### Task to carry out
For this exercise, retype every record below exactly and keep the pictures out.

------------------------------------------------------------

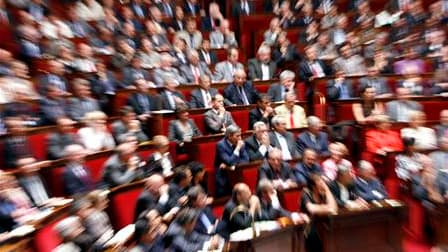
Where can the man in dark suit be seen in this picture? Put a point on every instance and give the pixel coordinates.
(240, 91)
(277, 91)
(282, 139)
(313, 138)
(263, 112)
(230, 152)
(201, 97)
(277, 171)
(262, 67)
(367, 185)
(258, 145)
(76, 176)
(307, 167)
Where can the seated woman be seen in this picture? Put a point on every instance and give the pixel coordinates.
(425, 138)
(410, 161)
(317, 199)
(366, 111)
(183, 129)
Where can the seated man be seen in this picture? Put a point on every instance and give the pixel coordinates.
(367, 185)
(277, 171)
(294, 113)
(217, 119)
(308, 166)
(258, 145)
(283, 139)
(242, 209)
(230, 152)
(313, 138)
(123, 167)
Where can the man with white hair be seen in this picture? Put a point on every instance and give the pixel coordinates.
(278, 91)
(367, 185)
(262, 67)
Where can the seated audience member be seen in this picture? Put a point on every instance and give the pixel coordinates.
(230, 152)
(313, 138)
(440, 156)
(442, 128)
(183, 129)
(223, 37)
(278, 91)
(305, 169)
(154, 197)
(410, 162)
(128, 124)
(262, 113)
(201, 97)
(344, 191)
(348, 62)
(170, 97)
(340, 88)
(94, 136)
(365, 111)
(258, 145)
(280, 138)
(160, 160)
(277, 171)
(62, 137)
(194, 68)
(262, 67)
(240, 91)
(242, 209)
(330, 166)
(293, 112)
(82, 103)
(382, 139)
(76, 176)
(184, 238)
(317, 200)
(399, 110)
(142, 102)
(374, 80)
(270, 205)
(425, 138)
(217, 119)
(367, 185)
(122, 167)
(225, 70)
(149, 234)
(16, 145)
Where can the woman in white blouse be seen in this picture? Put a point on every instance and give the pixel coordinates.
(94, 136)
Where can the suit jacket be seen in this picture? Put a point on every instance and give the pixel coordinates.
(188, 72)
(365, 189)
(336, 191)
(78, 107)
(254, 69)
(304, 141)
(290, 141)
(223, 71)
(196, 98)
(175, 133)
(213, 122)
(225, 155)
(232, 94)
(392, 108)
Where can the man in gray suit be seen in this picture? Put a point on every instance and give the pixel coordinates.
(400, 109)
(374, 80)
(224, 70)
(262, 67)
(282, 139)
(194, 68)
(218, 119)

------------------------------------------------------------

### Task response
Where can the man in dark suit be seen in this picture? Put a point on every instance and give the pixel coordinates.
(240, 91)
(277, 91)
(282, 139)
(313, 138)
(263, 112)
(230, 152)
(201, 97)
(277, 171)
(262, 67)
(367, 185)
(258, 145)
(76, 176)
(307, 167)
Where can the seated woman be seen in this picture? Put a point on every instance and give the pixel coordinates.
(425, 138)
(410, 161)
(317, 199)
(366, 111)
(183, 129)
Where can the seated man be seen in this picture? Put a point on every instance and give the pixel coordinates.
(367, 185)
(277, 171)
(294, 113)
(217, 119)
(308, 166)
(258, 145)
(283, 139)
(242, 209)
(230, 152)
(313, 138)
(123, 167)
Where can the man with white hair be seen in this picture? Put a point on every instance and give the pixel coordinates.
(278, 91)
(367, 185)
(262, 67)
Where can the seated audience member be seen in this picture? Put a point on every instance and give the pixel coordinates.
(230, 152)
(313, 138)
(440, 156)
(442, 128)
(183, 129)
(223, 37)
(278, 91)
(305, 169)
(154, 197)
(410, 162)
(128, 124)
(262, 113)
(201, 97)
(344, 191)
(348, 62)
(170, 97)
(340, 88)
(94, 136)
(365, 111)
(258, 145)
(280, 138)
(160, 160)
(277, 171)
(62, 137)
(194, 68)
(262, 67)
(240, 91)
(242, 209)
(330, 166)
(293, 112)
(82, 103)
(382, 139)
(76, 176)
(184, 238)
(317, 200)
(399, 110)
(142, 102)
(374, 80)
(270, 205)
(425, 138)
(217, 119)
(367, 185)
(122, 167)
(225, 70)
(149, 234)
(16, 145)
Where can the woman in white blouse be seen in this picture? Put a point on every instance and give the pixel coordinates.
(94, 136)
Where can the suit jacket be seen in this picture? Put a point on every instance and give the pixel coordinates.
(188, 72)
(365, 189)
(336, 191)
(78, 107)
(254, 69)
(304, 141)
(290, 141)
(223, 71)
(196, 98)
(175, 133)
(213, 122)
(225, 155)
(232, 94)
(392, 108)
Where can the man in gray suit be seen in this picture? Put a point on every instance and give the pixel coordinates.
(400, 109)
(374, 80)
(224, 70)
(262, 67)
(282, 139)
(194, 68)
(218, 119)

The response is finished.